# DATASET RECORDS:
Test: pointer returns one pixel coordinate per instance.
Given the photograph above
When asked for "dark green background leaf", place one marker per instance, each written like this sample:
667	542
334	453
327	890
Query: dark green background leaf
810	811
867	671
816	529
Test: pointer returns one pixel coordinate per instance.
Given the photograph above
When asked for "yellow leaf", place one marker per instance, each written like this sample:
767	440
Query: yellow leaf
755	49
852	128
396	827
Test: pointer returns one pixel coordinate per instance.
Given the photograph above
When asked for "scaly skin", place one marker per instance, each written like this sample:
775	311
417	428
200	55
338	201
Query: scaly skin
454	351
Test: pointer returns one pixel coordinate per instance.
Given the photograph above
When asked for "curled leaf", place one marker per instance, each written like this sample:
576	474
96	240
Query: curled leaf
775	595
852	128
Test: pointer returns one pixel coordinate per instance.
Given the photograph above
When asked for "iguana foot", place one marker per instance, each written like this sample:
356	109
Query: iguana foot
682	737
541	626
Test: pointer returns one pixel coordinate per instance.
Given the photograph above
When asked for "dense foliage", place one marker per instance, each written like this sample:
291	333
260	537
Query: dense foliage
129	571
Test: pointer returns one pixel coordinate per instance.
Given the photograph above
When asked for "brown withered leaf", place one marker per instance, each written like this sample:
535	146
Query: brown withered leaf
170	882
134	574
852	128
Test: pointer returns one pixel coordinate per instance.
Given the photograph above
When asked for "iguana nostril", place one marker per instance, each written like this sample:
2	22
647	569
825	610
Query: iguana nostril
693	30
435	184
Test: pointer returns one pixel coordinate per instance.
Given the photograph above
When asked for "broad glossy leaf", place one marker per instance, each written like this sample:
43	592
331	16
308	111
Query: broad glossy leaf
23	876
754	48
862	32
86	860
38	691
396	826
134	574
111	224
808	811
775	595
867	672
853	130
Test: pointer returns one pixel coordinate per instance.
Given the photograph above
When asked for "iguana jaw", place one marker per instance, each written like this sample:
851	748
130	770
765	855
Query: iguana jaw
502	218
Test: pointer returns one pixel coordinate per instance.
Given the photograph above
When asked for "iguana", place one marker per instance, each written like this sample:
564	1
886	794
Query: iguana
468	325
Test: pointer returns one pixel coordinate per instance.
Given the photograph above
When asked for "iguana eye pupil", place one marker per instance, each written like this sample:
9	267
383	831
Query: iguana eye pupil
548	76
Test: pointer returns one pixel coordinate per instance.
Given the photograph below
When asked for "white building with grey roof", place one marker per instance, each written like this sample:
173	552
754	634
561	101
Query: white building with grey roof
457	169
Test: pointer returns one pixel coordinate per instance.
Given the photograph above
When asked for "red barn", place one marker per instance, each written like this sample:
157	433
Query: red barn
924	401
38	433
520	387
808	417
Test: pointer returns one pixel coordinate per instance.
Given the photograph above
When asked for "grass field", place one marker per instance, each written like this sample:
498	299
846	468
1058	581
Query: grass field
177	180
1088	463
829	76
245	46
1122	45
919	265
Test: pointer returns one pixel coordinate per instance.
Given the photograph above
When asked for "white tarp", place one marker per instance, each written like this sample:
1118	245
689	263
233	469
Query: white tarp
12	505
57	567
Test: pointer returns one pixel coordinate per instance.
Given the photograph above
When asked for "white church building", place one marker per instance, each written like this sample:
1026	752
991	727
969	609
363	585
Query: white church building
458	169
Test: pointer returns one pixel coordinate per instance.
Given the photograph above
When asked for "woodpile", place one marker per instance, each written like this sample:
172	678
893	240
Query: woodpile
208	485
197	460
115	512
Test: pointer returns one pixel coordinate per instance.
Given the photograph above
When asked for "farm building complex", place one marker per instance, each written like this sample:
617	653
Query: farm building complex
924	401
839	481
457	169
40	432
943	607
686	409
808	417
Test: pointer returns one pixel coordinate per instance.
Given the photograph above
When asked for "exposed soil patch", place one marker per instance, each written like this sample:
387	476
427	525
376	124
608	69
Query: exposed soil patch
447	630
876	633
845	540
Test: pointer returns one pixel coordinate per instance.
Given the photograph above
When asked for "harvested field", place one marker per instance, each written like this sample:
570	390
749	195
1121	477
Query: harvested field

# EXERCISE BRIEF:
Copy all of the data. Keep every word exactly as it is.

# RESULT OF THE EXERCISE:
Test: pointer returns one pixel coordinate per instance.
Given the photograph above
When asked for "dark green background leaf", place one marker per instance, each written like this sample:
667	542
334	453
327	890
Query: dark green background leaf
810	811
867	671
816	529
Test: pointer returns one pixel coordinate per instance.
Given the photograph above
When asked for "yellow leaf", place one marker per instance, each written like this sample:
767	440
Query: yellow leaf
755	49
852	128
396	827
Test: pointer returns one pixel coordinate per instance.
Given the photograph above
When asked for "scaly skin", place one marker per instance, each written like this sample:
775	311
417	428
200	55
338	201
Query: scaly skin
454	351
Test: pointer returns one pixel coordinate per instance.
Given the photograph above
When asked for "curled leaf", place one marker per instance, each written like this sample:
576	474
96	240
Query: curled leaf
775	595
852	128
Test: pointer returns one pixel coordinate per instance.
Given the photograph above
When asked for "iguana foot", place one marker per instance, each written like this sample:
356	109
Query: iguana foot
682	737
541	626
Test: pointer returns one pixel coordinate per instance.
Given the photograph above
When asked for "dense foliage", place one marker per instance, each written like this sample:
291	333
260	537
Query: dense foliage
129	571
Test: pointer returns one pixel coordinate per instance.
Given the photograph above
When asked for "brown withered leaf", place one marker per instance, each written like this sample:
535	146
Query: brown withered leaf
170	882
134	574
852	128
Test: pointer returns one pixel coordinate per instance.
Given the photograph above
When asked for "iguana nostril", place one marker per instance, each written like this sample:
2	22
647	569
825	610
Query: iguana nostril
693	30
435	184
Test: pointer returns one pixel coordinate per instance.
Given the photograph above
When asked for "broad glossy leaf", place one marker per instance, each written like this sample:
43	592
331	16
308	111
Query: broad glossy leaf
23	876
754	48
862	32
86	860
38	691
396	826
134	574
111	224
808	811
775	595
867	672
853	130
Test: pointer returns one pixel coordinate per instance.
Given the photograph above
When asked for "iguana jaw", place one marker per instance, each written like this sample:
851	748
130	770
765	855
Query: iguana jaw
502	218
Test: pointer returns one pixel coordinate per instance.
Given the photograph above
When asked for "iguana", place one marker per instance, each written like this sample:
564	1
886	794
Query: iguana
468	325
Test: pointer returns one pixel coordinate per instance.
Given the photograph above
When asked for "iguana eye pupil", place one marker per instance, each written like this sample:
9	267
383	831
Query: iguana eye pupil
548	76
Test: pointer returns one pixel coordinate per instance.
Given the photograph below
When asked for "white building with grey roof", place one marker per instance, each written like this sample:
173	552
754	634
561	101
Query: white building with grey roof
457	169
Test: pointer returns one pixel coordinate per instance.
Given the photograph above
When asked for "red barn", place one marker per instance, each written like this sample:
157	433
Query: red barn
924	401
38	433
520	387
808	417
Test: pointer returns one pixel coordinate per instance.
Given the photograph above
When asked for "grass field", place one marker per instance, each written like this sample:
498	299
846	468
1058	581
Query: grass field
177	180
1088	463
829	76
245	46
1122	45
919	265
Test: pointer returns one pixel coordinate per instance.
Given the photograph above
When asked for "white tarp", place one marker per instance, each written like this sample:
1118	245
689	263
233	469
Query: white tarp
12	505
57	567
Test: pointer returns one pixel coordinate per instance.
Given the photograph above
When asked for "white church building", place one marker per instance, each written like this sample:
1026	752
991	727
969	609
363	585
Query: white church building
458	169
Test: pointer returns one pixel coordinate per instance.
Given the photograph above
When asked for "woodpile", place one marker per instance, each written like this sample:
172	678
893	240
Query: woodpile
208	485
197	460
115	512
Test: pointer returns one pixel coordinate per instance.
Given the photograph above
When asked for "farm building complex", place one marker per instance, each written like this sample:
617	653
Query: farm building complex
924	401
839	481
457	169
40	432
943	607
686	409
808	417
Test: pointer returns one pixel coordinate per instance.
Given the photograph above
When asked for "exposed soil patch", place one marker per instance, each written like this sample:
387	476
427	525
376	124
608	69
Query: exposed soil patch
447	630
876	633
845	540
Test: pointer returns one pixel coordinate per instance.
Given the photograph above
When asked for "harvested field", place one marker per instance, each written like this sample:
570	390
749	195
1121	477
Query: harvested field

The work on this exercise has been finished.